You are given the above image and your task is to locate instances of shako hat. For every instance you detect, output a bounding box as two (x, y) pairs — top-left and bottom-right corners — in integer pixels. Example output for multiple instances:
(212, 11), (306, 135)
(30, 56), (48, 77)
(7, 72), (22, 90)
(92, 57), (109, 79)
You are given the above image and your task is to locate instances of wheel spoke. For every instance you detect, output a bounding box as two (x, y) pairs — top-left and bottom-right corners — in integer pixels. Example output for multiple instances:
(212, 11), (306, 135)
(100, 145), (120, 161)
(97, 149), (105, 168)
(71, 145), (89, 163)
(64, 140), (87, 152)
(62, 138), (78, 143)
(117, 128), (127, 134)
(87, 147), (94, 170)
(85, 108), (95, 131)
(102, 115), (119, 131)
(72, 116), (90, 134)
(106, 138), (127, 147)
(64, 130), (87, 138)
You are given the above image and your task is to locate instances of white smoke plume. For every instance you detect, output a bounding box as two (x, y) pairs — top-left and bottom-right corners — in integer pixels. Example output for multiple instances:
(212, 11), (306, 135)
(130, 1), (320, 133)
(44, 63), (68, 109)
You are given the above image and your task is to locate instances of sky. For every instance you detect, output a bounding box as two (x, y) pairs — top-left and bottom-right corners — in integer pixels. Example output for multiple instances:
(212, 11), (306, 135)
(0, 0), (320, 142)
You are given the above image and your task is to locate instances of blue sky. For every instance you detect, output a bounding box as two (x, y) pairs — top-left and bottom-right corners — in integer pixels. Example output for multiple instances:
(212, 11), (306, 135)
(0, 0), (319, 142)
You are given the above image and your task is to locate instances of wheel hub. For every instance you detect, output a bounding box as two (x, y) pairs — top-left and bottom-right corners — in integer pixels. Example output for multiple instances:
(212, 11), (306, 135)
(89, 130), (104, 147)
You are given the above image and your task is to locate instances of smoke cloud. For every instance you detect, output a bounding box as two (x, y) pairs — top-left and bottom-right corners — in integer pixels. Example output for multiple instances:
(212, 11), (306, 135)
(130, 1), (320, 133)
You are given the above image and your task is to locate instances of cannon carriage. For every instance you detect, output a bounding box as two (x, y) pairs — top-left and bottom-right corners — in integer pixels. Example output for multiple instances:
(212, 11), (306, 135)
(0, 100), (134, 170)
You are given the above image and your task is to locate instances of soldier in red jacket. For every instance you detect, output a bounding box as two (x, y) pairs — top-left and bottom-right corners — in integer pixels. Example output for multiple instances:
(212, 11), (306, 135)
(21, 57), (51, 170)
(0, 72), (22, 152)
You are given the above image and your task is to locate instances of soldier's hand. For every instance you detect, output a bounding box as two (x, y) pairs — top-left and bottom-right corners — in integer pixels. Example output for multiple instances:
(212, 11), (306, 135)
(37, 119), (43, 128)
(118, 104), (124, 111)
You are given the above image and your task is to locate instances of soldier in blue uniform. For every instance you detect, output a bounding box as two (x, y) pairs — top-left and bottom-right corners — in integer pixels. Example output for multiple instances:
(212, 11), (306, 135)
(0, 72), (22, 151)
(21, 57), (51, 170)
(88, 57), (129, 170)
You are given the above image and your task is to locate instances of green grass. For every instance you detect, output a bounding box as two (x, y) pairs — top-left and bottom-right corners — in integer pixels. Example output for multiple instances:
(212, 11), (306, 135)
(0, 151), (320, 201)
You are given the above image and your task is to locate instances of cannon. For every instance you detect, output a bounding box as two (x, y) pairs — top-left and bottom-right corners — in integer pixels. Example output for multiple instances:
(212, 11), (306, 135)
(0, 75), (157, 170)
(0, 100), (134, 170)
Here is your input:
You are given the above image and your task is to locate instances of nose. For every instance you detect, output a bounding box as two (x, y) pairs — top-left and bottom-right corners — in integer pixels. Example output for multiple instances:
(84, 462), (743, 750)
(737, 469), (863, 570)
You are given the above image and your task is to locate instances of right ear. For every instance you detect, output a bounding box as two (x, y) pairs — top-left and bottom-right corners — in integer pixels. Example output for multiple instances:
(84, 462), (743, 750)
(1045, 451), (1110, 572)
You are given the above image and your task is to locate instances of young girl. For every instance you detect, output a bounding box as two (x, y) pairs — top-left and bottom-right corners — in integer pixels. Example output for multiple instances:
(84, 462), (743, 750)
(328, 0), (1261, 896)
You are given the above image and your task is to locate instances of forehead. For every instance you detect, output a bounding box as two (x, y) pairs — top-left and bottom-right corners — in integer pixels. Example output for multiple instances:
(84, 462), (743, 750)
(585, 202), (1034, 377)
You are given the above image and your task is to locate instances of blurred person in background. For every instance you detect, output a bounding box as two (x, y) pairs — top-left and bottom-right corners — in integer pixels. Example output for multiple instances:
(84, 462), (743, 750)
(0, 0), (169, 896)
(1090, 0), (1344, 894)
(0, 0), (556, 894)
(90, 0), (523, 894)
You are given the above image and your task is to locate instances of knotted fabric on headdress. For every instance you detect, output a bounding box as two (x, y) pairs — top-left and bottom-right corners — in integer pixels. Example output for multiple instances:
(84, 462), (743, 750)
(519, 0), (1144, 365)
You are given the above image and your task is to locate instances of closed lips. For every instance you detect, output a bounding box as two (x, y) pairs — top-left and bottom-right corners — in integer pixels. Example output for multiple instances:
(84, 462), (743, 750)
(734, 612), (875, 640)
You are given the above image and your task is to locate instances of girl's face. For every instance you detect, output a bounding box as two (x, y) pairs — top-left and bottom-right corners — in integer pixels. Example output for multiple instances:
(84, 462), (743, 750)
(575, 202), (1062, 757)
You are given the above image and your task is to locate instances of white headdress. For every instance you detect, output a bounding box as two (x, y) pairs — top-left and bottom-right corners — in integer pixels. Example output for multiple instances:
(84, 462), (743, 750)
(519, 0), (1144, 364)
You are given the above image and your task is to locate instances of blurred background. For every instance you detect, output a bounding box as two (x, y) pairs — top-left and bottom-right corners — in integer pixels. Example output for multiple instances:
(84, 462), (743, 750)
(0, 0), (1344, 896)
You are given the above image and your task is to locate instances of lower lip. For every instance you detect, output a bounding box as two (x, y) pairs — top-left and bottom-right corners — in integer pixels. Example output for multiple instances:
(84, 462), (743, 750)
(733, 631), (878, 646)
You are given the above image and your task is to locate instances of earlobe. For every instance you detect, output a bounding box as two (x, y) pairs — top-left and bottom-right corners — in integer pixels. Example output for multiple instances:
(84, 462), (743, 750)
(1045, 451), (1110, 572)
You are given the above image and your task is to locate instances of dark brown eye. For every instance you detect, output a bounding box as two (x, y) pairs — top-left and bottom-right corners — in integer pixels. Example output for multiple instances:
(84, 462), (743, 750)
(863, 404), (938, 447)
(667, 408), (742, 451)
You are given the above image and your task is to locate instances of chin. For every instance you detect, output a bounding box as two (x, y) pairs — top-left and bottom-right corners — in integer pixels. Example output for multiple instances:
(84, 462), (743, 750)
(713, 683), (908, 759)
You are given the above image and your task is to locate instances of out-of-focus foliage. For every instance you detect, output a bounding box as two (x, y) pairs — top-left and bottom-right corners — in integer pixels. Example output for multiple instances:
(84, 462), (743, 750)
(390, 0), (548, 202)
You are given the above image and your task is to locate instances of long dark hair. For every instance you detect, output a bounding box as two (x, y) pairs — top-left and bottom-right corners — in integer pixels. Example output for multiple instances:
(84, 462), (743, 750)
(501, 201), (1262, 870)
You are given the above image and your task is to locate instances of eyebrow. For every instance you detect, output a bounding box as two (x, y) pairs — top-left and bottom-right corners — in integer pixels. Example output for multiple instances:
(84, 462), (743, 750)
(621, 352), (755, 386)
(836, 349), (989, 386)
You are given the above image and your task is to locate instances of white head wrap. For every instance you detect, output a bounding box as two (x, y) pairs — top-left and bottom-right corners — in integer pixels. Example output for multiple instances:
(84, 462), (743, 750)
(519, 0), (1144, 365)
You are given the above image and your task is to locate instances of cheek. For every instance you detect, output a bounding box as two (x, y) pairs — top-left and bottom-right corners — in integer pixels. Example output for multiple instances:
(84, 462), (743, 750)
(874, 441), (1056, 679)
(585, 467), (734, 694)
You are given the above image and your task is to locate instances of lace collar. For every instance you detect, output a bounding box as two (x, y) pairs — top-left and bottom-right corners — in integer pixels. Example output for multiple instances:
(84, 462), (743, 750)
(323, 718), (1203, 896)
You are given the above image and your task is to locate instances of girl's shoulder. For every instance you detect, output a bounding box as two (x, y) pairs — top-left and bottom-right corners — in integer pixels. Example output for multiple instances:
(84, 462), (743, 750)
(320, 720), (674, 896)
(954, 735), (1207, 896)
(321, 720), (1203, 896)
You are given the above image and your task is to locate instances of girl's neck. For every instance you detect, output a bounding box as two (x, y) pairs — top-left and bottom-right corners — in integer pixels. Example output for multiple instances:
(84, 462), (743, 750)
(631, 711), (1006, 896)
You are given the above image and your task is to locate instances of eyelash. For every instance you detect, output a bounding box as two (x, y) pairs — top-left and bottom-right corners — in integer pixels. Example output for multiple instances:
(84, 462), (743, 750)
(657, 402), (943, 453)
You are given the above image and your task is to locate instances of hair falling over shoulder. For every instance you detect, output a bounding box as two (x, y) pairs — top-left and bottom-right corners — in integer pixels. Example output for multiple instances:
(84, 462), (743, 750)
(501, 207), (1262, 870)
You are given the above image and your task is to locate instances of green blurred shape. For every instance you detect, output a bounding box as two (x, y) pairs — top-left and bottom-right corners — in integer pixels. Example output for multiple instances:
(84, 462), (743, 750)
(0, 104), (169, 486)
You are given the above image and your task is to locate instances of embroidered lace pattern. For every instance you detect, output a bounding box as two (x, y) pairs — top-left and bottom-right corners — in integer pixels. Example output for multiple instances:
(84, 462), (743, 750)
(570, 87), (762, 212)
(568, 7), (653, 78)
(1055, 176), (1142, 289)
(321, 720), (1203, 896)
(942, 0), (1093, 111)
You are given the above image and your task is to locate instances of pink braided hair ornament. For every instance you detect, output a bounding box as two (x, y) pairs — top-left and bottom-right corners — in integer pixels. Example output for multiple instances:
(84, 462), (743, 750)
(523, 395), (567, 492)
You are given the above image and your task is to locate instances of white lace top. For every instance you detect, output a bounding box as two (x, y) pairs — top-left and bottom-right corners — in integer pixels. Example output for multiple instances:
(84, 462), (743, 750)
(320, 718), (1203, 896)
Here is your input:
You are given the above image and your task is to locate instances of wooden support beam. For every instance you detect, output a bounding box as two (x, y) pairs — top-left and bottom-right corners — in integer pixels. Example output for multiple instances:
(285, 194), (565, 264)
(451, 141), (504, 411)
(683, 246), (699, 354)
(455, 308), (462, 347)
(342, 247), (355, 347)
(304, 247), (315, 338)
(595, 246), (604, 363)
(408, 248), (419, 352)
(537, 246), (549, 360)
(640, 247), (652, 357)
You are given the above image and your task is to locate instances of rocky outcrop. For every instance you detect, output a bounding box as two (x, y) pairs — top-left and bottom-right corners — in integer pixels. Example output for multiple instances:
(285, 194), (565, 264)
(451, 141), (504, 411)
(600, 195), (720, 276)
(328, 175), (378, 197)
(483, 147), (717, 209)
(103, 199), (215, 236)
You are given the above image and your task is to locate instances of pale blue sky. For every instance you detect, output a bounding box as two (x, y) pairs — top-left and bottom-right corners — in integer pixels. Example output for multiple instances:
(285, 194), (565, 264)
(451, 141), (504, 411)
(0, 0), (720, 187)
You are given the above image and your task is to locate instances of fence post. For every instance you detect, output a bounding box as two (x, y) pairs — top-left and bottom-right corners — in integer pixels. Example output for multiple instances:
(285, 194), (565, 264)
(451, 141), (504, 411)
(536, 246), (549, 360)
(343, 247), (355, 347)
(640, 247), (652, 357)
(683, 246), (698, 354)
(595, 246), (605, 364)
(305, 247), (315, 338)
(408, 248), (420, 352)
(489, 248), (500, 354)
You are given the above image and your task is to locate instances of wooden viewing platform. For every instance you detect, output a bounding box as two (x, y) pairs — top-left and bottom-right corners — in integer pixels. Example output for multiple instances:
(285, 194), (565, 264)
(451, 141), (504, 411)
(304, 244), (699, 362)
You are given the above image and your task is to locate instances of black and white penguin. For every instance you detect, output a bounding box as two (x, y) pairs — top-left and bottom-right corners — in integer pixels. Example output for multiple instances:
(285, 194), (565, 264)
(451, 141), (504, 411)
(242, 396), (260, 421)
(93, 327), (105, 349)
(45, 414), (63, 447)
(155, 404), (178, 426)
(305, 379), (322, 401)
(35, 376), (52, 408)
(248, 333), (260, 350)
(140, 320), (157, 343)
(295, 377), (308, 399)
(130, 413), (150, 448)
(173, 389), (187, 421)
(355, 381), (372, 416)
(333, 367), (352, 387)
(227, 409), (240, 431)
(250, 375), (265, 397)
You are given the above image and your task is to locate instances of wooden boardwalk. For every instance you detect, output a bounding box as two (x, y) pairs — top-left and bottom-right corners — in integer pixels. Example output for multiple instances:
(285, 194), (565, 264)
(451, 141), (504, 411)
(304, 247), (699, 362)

========================

● **WRITTEN INSTRUCTION**
Rewrite the entries from the line containing "instances of right" through the line containing "(328, 0), (1261, 896)", inclusive, changing "integer pixels" to "whole-number pixels" and leaving everything else as it is.

● **FINAL RESULT**
You are given the above image and your task is to locate instances of right ear. For every instance you detect, output a bounding box as two (x, y) pairs — top-left and bottom-right corners — in whole-number pixels. Example output for multiple instances:
(84, 462), (743, 750)
(1045, 451), (1110, 572)
You are given the above image and your task is to locate instances of young girl. For every instance you detect, output a bounding box as two (x, y) pairs — top-left and bottom-right corners — in whole-number pixels. Example output for multiple instances:
(84, 462), (743, 750)
(328, 0), (1261, 896)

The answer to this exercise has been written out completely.